### Excerpted records
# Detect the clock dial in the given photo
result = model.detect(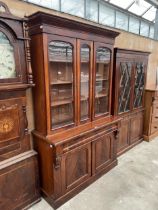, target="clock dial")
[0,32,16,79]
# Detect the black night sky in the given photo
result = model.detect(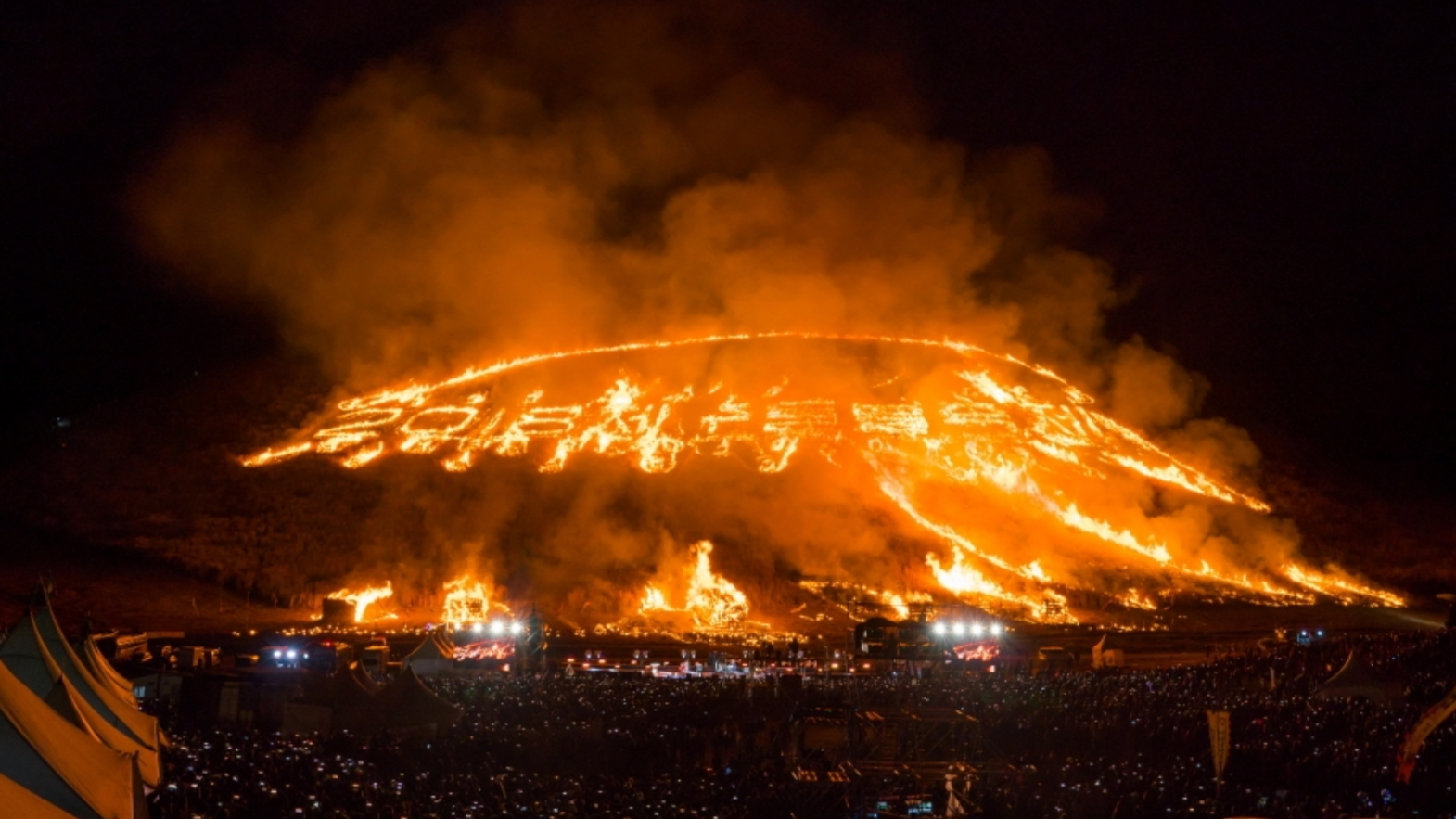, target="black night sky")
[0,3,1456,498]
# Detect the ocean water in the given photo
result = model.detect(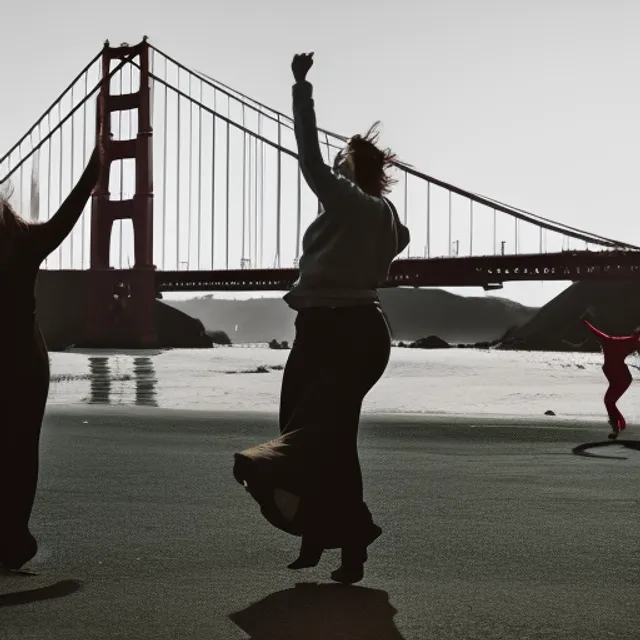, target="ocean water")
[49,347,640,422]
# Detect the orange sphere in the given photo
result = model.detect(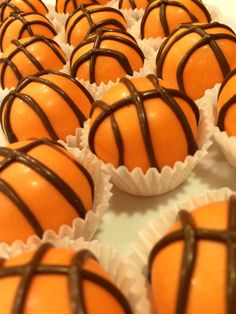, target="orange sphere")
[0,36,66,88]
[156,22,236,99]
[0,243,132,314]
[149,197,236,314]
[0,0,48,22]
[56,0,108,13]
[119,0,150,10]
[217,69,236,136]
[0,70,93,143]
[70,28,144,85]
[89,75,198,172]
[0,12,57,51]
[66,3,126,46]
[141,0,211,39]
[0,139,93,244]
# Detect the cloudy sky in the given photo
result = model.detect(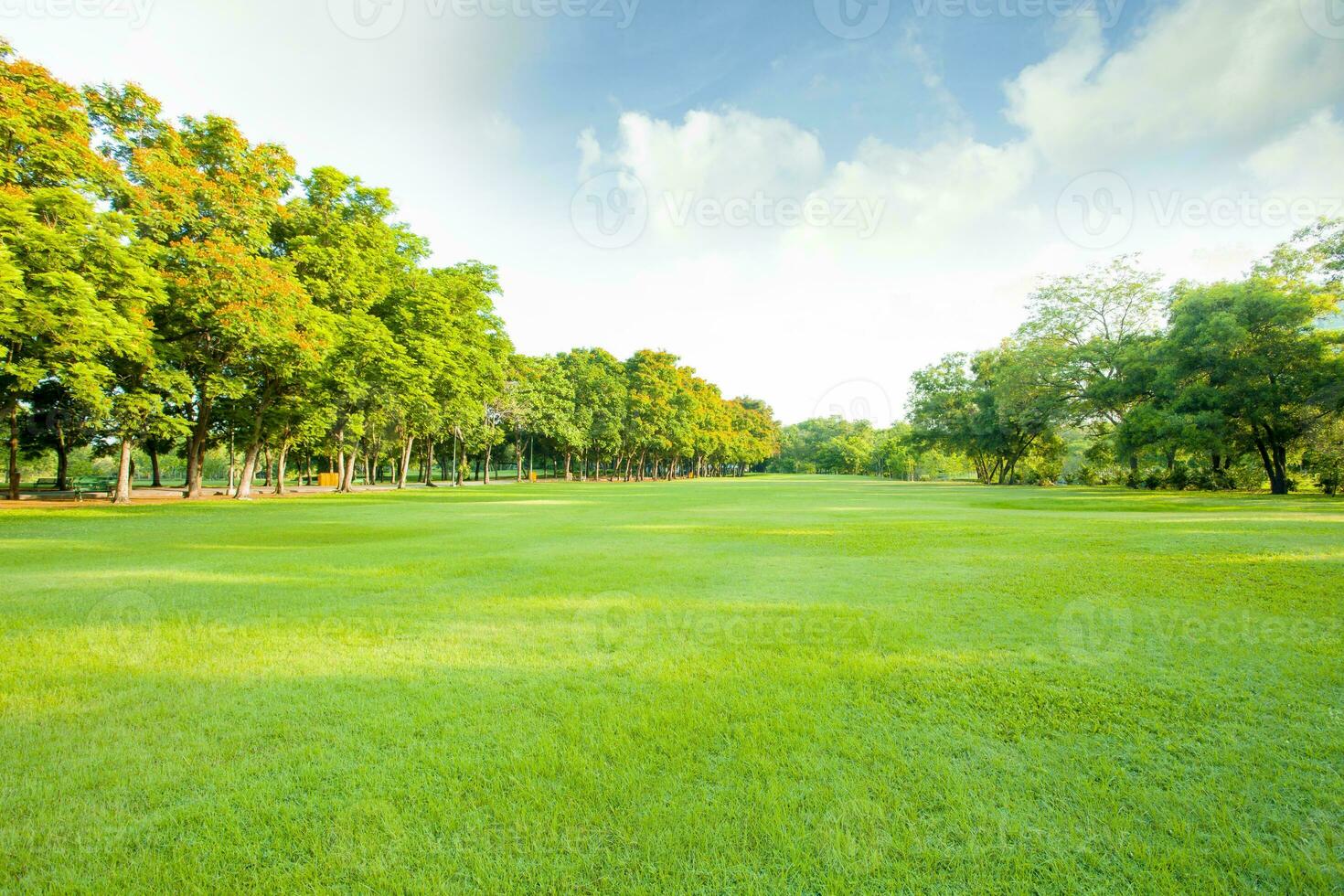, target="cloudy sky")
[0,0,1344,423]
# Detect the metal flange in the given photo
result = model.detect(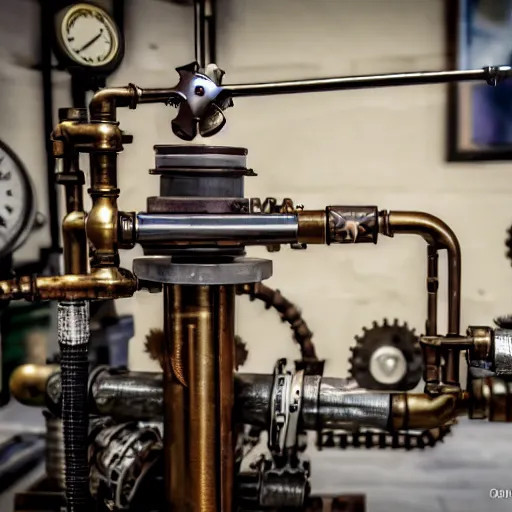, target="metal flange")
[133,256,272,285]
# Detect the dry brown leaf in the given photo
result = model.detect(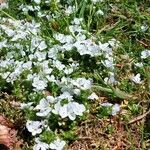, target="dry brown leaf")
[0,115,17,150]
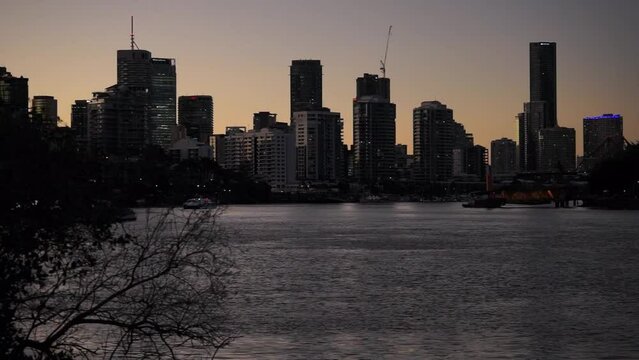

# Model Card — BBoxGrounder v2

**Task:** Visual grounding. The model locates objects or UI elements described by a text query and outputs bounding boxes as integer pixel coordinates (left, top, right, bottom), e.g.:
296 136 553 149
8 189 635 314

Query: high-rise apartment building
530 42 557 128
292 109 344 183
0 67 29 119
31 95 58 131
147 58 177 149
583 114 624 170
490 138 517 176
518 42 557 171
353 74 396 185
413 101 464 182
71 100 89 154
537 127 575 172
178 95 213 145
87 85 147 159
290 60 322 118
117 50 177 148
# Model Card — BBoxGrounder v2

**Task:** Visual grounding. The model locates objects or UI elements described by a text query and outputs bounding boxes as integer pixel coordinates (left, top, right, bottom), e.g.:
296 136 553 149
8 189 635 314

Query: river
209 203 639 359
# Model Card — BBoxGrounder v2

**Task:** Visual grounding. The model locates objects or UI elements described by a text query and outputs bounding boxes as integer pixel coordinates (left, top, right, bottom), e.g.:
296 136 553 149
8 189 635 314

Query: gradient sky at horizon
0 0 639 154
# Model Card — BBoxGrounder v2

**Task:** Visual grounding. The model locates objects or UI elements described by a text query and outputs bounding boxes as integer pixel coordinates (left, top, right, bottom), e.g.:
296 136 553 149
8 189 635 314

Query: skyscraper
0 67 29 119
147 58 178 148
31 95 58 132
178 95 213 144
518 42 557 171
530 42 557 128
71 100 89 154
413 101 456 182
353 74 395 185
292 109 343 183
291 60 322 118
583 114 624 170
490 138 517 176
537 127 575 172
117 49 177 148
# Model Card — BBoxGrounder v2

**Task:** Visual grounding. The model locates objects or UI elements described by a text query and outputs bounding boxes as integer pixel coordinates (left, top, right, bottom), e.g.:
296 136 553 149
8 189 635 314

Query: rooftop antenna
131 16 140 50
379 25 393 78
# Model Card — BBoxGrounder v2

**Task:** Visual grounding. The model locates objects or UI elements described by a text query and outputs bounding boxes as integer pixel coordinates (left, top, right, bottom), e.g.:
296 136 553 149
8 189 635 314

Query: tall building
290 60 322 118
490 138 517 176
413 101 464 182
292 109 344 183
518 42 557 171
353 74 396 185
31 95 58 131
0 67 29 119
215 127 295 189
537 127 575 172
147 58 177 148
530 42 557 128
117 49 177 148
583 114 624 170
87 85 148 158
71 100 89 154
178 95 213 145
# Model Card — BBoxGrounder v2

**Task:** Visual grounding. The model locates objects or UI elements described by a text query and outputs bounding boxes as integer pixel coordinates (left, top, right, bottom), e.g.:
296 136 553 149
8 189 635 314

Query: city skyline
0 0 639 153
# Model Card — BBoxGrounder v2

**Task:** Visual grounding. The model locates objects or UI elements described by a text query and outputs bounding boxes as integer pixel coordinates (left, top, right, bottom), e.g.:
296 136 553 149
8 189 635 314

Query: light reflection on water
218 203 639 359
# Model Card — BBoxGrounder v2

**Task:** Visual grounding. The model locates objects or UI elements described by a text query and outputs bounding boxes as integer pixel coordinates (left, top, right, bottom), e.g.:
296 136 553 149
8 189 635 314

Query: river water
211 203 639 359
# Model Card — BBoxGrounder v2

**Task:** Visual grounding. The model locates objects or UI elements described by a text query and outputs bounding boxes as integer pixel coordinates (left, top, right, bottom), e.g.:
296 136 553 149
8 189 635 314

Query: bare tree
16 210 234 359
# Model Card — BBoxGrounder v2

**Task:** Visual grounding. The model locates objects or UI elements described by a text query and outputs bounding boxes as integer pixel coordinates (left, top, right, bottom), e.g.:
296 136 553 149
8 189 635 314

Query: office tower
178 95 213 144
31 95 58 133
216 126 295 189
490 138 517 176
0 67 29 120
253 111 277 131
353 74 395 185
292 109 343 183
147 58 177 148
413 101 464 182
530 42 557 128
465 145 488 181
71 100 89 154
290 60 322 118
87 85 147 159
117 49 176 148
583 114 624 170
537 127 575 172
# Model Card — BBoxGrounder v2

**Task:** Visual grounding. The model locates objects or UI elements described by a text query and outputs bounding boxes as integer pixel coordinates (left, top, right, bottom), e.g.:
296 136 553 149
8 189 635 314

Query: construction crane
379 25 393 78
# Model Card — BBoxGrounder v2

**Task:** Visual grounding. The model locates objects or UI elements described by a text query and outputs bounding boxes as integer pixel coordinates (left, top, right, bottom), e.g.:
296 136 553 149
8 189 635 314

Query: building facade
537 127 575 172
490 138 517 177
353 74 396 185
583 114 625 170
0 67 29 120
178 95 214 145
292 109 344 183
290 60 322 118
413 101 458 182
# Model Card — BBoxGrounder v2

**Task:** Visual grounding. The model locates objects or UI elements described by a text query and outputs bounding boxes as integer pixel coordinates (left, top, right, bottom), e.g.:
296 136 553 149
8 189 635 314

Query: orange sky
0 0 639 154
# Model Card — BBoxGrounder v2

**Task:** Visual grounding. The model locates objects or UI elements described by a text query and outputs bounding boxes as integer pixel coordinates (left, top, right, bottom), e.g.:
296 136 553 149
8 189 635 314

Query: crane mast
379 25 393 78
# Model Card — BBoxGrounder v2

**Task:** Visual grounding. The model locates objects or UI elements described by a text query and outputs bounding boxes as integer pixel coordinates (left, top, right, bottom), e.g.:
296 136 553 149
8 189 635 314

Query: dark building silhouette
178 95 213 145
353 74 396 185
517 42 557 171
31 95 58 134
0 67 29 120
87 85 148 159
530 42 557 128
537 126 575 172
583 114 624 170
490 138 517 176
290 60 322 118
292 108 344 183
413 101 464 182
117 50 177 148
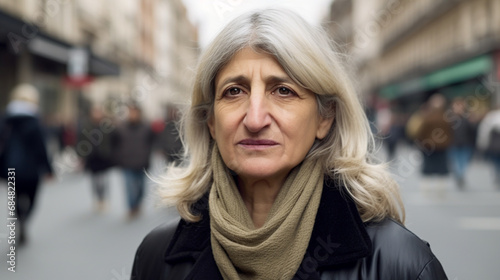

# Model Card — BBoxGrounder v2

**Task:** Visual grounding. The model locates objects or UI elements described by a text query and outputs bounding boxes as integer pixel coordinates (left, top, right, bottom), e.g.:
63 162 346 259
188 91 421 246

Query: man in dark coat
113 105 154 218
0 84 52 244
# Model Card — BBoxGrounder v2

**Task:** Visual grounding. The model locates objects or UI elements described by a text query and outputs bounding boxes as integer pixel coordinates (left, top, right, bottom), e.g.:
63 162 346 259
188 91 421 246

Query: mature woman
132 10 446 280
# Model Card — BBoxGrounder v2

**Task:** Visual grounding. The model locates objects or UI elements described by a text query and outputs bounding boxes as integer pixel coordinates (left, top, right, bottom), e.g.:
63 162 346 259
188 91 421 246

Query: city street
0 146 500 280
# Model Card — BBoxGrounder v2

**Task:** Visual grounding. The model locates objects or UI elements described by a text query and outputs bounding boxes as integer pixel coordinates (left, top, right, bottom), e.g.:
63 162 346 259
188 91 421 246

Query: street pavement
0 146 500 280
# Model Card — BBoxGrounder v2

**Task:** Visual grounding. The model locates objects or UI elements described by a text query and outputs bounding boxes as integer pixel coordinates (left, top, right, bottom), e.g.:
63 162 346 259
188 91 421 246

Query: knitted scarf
######
**Your task**: Copy out every line above that contains the string "city", treating uppercase and lowercase as different.

**Task solution**:
Query: city skyline
Query: city street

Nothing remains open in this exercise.